◆ **Exercise details**: Arrange the lines of the records as a Markdown table with columns Row and Line, leaving out any blank lines. Start with the line that contains "[spot] the beige" and continue through the end of the records.

Recorded data:
• • • •
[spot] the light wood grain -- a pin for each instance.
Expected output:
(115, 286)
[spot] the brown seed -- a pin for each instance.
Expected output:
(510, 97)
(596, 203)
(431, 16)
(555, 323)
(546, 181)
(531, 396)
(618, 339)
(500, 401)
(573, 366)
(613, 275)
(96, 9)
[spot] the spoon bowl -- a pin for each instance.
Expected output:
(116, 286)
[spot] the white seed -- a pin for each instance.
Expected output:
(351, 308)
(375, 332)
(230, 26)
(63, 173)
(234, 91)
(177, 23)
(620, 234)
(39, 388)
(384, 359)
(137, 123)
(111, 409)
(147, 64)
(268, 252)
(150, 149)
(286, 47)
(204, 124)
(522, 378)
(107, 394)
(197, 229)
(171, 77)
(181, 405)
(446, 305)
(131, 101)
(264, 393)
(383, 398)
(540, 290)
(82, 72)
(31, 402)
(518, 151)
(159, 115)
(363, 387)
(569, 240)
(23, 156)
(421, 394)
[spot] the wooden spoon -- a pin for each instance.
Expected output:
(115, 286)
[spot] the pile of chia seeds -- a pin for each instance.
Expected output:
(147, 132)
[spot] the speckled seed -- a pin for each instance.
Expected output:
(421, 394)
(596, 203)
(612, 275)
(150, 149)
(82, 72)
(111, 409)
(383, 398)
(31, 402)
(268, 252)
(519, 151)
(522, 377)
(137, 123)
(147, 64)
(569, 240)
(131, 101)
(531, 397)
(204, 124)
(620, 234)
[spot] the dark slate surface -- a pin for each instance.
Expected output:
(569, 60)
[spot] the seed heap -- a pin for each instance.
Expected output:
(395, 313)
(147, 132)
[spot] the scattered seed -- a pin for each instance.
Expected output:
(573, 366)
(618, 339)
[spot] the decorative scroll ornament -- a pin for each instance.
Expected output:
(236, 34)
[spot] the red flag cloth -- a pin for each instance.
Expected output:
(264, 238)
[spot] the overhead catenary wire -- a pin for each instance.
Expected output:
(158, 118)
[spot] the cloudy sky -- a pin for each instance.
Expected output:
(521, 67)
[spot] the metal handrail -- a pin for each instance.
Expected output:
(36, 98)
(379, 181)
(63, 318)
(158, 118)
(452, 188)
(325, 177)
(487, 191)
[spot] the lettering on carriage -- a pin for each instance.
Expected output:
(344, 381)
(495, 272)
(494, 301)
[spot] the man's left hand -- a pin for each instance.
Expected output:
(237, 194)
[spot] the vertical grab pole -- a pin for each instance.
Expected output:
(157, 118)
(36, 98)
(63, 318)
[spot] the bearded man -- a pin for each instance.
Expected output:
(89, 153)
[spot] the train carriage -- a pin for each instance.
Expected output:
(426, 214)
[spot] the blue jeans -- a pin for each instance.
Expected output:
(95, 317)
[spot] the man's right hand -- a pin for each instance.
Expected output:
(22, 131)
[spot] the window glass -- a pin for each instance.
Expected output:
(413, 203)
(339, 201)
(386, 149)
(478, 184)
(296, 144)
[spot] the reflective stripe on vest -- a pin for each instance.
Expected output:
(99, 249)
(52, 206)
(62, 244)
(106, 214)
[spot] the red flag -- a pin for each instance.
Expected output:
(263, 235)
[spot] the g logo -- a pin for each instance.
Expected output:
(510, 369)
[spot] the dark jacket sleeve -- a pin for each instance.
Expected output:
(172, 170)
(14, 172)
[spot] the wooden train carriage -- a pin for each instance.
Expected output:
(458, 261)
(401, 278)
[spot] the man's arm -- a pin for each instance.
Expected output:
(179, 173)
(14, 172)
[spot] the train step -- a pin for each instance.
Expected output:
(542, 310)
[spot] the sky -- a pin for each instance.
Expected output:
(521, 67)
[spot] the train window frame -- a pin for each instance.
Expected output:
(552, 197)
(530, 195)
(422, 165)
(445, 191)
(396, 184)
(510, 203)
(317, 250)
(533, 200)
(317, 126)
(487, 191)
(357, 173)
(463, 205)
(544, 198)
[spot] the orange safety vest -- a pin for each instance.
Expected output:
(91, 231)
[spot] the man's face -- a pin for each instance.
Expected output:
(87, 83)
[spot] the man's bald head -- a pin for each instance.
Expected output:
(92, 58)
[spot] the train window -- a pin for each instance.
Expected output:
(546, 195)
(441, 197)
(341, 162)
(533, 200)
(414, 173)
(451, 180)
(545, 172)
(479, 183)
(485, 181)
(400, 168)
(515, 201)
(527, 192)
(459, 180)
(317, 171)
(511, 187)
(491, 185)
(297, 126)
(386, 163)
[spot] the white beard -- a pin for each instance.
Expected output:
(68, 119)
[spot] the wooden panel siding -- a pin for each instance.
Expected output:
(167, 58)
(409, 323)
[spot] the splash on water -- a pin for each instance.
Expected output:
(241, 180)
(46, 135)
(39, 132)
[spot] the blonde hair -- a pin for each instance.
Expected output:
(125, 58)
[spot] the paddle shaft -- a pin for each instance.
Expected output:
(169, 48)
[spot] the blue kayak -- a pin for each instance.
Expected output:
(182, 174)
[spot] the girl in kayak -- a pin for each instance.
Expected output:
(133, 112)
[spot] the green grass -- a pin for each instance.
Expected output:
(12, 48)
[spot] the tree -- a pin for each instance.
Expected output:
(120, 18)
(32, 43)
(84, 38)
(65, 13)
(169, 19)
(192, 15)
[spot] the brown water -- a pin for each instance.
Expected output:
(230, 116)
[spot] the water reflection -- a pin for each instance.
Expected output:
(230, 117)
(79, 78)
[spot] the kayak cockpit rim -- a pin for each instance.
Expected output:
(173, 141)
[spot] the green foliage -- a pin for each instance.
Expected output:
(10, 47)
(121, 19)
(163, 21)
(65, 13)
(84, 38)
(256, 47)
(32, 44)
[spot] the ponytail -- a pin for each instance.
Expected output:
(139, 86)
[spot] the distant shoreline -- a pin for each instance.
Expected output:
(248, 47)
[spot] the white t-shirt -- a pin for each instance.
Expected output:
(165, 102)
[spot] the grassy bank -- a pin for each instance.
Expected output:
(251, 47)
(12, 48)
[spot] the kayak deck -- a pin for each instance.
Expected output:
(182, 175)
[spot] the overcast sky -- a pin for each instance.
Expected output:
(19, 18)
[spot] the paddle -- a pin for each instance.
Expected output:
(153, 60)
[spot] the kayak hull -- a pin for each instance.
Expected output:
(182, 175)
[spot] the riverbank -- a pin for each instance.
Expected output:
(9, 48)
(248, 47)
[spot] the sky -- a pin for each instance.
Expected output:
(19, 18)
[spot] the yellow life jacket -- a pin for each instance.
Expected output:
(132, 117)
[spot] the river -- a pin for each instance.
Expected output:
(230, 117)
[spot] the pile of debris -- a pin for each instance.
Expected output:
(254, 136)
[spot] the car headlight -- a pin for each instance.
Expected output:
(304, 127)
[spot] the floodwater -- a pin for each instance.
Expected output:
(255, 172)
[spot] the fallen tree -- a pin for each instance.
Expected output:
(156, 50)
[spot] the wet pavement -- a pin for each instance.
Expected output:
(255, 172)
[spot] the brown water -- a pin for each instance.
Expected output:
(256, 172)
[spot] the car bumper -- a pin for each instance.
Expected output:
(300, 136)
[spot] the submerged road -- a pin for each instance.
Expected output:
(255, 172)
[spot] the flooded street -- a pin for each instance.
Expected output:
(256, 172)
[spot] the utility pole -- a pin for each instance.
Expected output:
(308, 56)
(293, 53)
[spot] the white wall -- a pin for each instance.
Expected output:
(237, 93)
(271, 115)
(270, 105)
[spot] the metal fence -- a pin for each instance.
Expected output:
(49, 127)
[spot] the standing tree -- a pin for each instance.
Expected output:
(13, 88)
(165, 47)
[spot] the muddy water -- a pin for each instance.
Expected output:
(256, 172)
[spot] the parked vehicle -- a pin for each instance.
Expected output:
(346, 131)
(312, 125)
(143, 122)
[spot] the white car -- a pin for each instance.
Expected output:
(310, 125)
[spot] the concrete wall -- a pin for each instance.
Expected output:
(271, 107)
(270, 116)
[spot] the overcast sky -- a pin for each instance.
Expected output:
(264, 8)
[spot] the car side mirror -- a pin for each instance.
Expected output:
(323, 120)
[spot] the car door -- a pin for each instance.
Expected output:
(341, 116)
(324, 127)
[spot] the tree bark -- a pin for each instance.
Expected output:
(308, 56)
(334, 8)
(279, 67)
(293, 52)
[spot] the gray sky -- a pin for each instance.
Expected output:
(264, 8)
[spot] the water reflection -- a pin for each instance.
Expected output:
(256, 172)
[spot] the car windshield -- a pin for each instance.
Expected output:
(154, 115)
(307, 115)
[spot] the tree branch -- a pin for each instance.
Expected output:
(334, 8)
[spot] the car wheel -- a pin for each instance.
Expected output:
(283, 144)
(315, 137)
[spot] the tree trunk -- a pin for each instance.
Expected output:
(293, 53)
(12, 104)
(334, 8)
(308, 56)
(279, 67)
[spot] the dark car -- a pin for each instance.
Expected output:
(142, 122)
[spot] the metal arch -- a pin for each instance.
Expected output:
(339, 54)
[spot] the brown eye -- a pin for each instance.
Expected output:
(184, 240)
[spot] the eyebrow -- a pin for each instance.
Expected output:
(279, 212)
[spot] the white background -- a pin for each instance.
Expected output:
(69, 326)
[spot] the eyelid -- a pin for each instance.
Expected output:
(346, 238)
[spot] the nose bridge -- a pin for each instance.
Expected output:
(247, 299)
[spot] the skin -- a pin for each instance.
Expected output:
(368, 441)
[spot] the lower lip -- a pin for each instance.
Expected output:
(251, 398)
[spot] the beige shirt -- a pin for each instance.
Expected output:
• • • •
◆ **The completed task**:
| Row | Line |
|---|---|
| 1 | [spot] the beige shirt -- a pin for each instance. |
| 2 | Expected output: |